Data records:
------------------------------------

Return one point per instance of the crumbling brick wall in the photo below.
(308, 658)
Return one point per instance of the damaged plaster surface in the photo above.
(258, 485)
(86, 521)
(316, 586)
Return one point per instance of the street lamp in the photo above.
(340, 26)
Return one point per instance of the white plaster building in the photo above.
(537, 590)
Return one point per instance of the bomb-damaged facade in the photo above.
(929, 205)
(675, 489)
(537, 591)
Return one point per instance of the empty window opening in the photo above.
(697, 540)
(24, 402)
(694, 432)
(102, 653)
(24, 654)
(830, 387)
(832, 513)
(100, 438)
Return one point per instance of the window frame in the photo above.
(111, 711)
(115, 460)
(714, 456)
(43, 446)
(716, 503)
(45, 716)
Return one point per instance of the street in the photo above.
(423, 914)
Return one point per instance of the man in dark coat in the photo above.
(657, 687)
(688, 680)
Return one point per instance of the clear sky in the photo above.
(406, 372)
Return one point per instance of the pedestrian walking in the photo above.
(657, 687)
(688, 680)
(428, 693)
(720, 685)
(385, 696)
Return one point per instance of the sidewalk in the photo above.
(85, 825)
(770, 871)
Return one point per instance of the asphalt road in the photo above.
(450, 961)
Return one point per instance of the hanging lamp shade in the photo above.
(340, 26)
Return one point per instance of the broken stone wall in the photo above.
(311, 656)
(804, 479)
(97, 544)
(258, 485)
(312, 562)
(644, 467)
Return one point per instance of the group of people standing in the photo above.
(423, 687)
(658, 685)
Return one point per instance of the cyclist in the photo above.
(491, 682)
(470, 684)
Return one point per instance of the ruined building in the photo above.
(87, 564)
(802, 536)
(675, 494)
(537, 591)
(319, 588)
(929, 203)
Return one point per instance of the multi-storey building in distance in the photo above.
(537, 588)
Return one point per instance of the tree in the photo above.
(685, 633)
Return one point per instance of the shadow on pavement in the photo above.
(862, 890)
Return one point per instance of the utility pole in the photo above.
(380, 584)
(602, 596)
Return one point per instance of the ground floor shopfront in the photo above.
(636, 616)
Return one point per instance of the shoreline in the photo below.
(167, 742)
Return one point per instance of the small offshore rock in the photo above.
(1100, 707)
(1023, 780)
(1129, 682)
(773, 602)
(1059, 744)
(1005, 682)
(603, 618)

------------------------------------

Each record, from first to last, should be returned verbatim.

Result of this task:
Return one point per instance of the crumbling brick wall in the photo below.
(308, 658)
Return one point per instance of the damaged plaster surface in the photo above.
(258, 485)
(86, 521)
(316, 586)
Return one point per instance of the street lamp in the photo above.
(340, 26)
Return one point per instance of the white plaster building in the photo above.
(537, 590)
Return one point per instance of the bomb-damaged facade in the photo above.
(929, 205)
(675, 489)
(537, 591)
Return one point per instance of the empty window opening in the photo above.
(697, 540)
(24, 402)
(694, 432)
(102, 653)
(24, 654)
(830, 387)
(832, 513)
(100, 438)
Return one point per instance of the window frame in the photo above.
(111, 711)
(115, 460)
(714, 456)
(43, 446)
(716, 503)
(45, 716)
Return one point per instance of the street in the photo above.
(423, 914)
Return one point per instance of the man in dark coat in the photo above.
(657, 687)
(688, 680)
Return one point per instance of the clear sky in the photo above.
(406, 372)
Return one point per instance of the pedestrian walking in the photo above.
(657, 687)
(688, 680)
(428, 693)
(720, 685)
(385, 696)
Return one point per instance of the sidewalk in the photo above.
(85, 825)
(770, 871)
Return one point per instance of the asphalt road in the photo above.
(450, 961)
Return one point per instance of the hanging lamp shade in the photo above.
(340, 26)
Return one point per instance of the broken stone wall in the photo above.
(311, 656)
(804, 479)
(97, 544)
(258, 485)
(312, 562)
(644, 467)
Return one point per instance of the group of people standing in the photo above.
(423, 687)
(658, 685)
Return one point per instance of the cyclist in the photo above.
(491, 682)
(470, 684)
Return one point per instance of the ruined building in the photo above.
(87, 564)
(802, 536)
(675, 494)
(537, 591)
(319, 588)
(929, 203)
Return one point per instance of the multi-storey building in distance in the photo above.
(537, 588)
Return one point per instance of the tree in the photo above.
(685, 633)
Return one point per instance of the shadow on pavement in the photo above.
(862, 890)
Return one point per instance of the utility pole in the photo above.
(380, 584)
(602, 596)
Return one point per instance of the ground floor shopfront in the photo above.
(636, 616)
Return one point per instance of the shoreline in the photo below.
(167, 742)
Return one point per instance of the small offshore rock in the photo above.
(1100, 707)
(1023, 780)
(1129, 682)
(773, 602)
(1059, 744)
(1005, 682)
(603, 618)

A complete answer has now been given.